[START OF Input]

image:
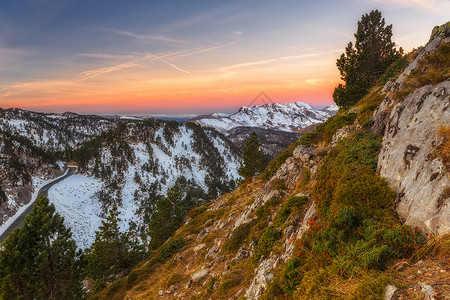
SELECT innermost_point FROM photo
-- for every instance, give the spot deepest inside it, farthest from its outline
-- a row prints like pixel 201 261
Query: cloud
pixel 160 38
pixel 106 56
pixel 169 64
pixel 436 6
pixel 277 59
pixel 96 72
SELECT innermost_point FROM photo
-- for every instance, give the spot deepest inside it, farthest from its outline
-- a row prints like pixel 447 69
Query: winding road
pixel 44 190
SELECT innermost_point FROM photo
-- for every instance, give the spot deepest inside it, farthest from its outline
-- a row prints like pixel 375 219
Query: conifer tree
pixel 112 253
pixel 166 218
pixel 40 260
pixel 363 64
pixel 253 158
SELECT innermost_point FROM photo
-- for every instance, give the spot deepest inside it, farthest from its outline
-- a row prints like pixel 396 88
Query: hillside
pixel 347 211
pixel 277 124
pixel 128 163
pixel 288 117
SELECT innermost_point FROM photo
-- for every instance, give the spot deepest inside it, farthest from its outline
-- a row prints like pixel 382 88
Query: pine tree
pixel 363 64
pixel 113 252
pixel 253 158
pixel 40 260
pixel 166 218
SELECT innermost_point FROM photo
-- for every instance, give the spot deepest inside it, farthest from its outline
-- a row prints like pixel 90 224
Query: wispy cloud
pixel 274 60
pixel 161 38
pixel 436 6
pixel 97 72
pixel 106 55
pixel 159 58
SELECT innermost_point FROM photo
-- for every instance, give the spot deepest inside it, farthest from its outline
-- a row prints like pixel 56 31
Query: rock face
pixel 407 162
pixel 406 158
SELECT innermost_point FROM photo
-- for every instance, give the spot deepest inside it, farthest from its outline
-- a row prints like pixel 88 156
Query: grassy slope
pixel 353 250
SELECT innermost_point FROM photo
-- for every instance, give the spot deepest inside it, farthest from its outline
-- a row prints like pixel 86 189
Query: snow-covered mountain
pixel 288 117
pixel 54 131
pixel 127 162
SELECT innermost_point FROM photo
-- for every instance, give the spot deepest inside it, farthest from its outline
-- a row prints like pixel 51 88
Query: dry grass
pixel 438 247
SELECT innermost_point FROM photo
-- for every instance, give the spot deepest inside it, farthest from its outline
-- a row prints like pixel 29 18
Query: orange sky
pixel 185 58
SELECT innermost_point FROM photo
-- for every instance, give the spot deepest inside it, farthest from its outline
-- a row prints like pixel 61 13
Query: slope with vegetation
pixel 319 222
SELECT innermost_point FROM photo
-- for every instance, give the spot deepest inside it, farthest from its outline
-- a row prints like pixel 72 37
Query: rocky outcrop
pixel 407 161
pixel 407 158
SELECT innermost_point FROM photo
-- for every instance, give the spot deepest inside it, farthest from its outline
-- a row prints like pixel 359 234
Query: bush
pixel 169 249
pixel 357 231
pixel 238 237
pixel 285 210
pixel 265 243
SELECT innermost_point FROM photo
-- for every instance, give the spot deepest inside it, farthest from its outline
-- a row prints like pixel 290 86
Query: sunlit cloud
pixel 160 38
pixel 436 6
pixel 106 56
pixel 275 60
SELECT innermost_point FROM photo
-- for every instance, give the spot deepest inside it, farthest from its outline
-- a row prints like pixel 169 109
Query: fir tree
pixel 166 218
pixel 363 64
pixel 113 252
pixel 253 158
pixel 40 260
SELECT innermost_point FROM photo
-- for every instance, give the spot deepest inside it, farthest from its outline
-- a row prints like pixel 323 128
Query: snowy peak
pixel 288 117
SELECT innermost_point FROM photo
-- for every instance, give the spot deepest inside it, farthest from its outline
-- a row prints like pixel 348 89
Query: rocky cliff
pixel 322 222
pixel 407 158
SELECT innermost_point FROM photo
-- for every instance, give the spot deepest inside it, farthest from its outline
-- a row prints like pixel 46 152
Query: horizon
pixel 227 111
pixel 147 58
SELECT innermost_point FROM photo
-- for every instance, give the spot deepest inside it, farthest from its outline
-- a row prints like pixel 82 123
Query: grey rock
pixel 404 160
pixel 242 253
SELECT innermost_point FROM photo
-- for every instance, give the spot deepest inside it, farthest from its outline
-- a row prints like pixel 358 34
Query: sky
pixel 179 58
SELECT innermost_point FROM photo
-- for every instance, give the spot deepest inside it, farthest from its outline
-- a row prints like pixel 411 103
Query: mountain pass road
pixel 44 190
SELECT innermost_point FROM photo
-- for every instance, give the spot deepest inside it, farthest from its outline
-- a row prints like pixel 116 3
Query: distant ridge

[END OF Input]

* Stated task *
Retype all the records shown above, character for character. Omit every picture.

* Written response *
image:
SELECT innermost_point FROM photo
-- for every instance, give the spot deepest inside it, farthest from its outline
-- a row prints like pixel 201 261
Query: cloud
pixel 160 38
pixel 106 56
pixel 169 64
pixel 436 6
pixel 277 59
pixel 96 72
SELECT innermost_point FROM photo
-- for every instance, give the spot deepest inside it, farthest from its outline
-- a row prints like pixel 447 69
Query: winding road
pixel 44 190
SELECT innermost_point FROM photo
-- for every instance, give the spot deepest inside it, farthest from its outline
-- a row prints like pixel 375 219
Query: conifer tree
pixel 112 253
pixel 166 218
pixel 40 260
pixel 363 64
pixel 253 158
SELECT innermost_point FROM photo
-- for every instance, give the spot deepest inside it, farthest from its outline
-- a row prints like pixel 396 88
Query: hillside
pixel 347 211
pixel 277 124
pixel 128 163
pixel 288 117
SELECT innermost_point FROM photo
-- for every instance, give the spot deepest inside it, farthest from its outline
-- a row prints like pixel 382 88
Query: pine tree
pixel 363 64
pixel 113 252
pixel 253 158
pixel 40 260
pixel 166 218
SELECT innermost_point FROM photo
-- for every instance, give the spot deepest inside it, farthest from its outline
-- a row prints like pixel 90 224
Query: wispy cloud
pixel 274 60
pixel 161 38
pixel 436 6
pixel 97 72
pixel 106 55
pixel 159 58
SELECT innermost_point FROM photo
-- for every instance, give the spot deepest inside it, farthest from its outline
-- a row prints like pixel 56 31
Query: rock face
pixel 407 162
pixel 406 158
SELECT innermost_point FROM photo
-- for every instance, give the spot deepest inside it, farthest from its outline
-- a row prints like pixel 88 156
Query: grassy slope
pixel 353 250
SELECT innermost_point FROM photo
-- for every instance, give the spot deepest inside it, farthest from its outline
-- a row prints like pixel 86 189
Query: snow-covered mountain
pixel 288 117
pixel 54 131
pixel 127 162
SELECT innermost_point FROM photo
-- for every instance, give the spot deepest inside it, farthest from its outline
-- a row prints like pixel 51 88
Query: dry grass
pixel 438 247
SELECT innermost_point FROM photo
-- for every instance, give the spot deepest inside it, farthest from its outline
-- a row prints like pixel 29 18
Query: orange sky
pixel 185 58
SELECT innermost_point FROM photo
-- for every instance, give the spot deepest inside it, farthest from its outline
-- a row prints like pixel 61 13
Query: slope with vegetation
pixel 319 222
SELECT innermost_point FROM photo
-- for every instance, give the spot deepest inside it, farthest from its outline
-- a row prints like pixel 72 37
Query: rocky outcrop
pixel 407 161
pixel 407 158
SELECT innermost_point FROM photo
-- for every instance, give the spot deepest inside it, farthest from its outline
-- a row prints like pixel 359 234
Query: bush
pixel 169 249
pixel 357 231
pixel 238 237
pixel 285 210
pixel 265 243
SELECT innermost_point FROM photo
-- for every instance, give the spot deepest inside it, farthest from its outline
-- a row prints like pixel 290 86
Query: sunlit cloud
pixel 160 38
pixel 436 6
pixel 106 56
pixel 275 60
SELECT innermost_point FROM photo
-- for every instance, give the spot deepest inside it, farthest from its outline
-- a row prints like pixel 169 109
Query: fir tree
pixel 166 218
pixel 363 64
pixel 113 252
pixel 253 158
pixel 40 260
SELECT innermost_point FROM photo
-- for every instance, give the spot deepest inside it, farthest from its outline
-- a row prints like pixel 323 128
Query: snowy peak
pixel 288 117
SELECT innermost_point FROM photo
-- for every instance, give the spot deepest inside it, farthest from its outline
-- a row prints like pixel 348 89
Query: rocky cliff
pixel 322 222
pixel 407 158
SELECT innermost_point FROM photo
-- for every instance, give the spot deepest inside it, farthest from its outline
-- a row prints like pixel 46 152
Query: horizon
pixel 227 111
pixel 147 58
SELECT innermost_point FROM photo
-- for every instance, give the spot deepest inside it, farthest from its outline
-- a row prints like pixel 82 123
Query: grey rock
pixel 404 160
pixel 242 253
SELECT innermost_point FROM photo
-- for every instance, give the spot deepest inside it, farthest from its outline
-- a row prints like pixel 358 34
Query: sky
pixel 179 58
SELECT innermost_point FROM photo
-- for every instance, give the spot deepest inside it, farthest from its outline
-- a row prints like pixel 411 103
Query: mountain pass road
pixel 44 190
SELECT innermost_point FROM photo
-- for every instance, give the spot deepest inside it, farthest from its outline
-- a row prints like pixel 116 3
Query: distant ridge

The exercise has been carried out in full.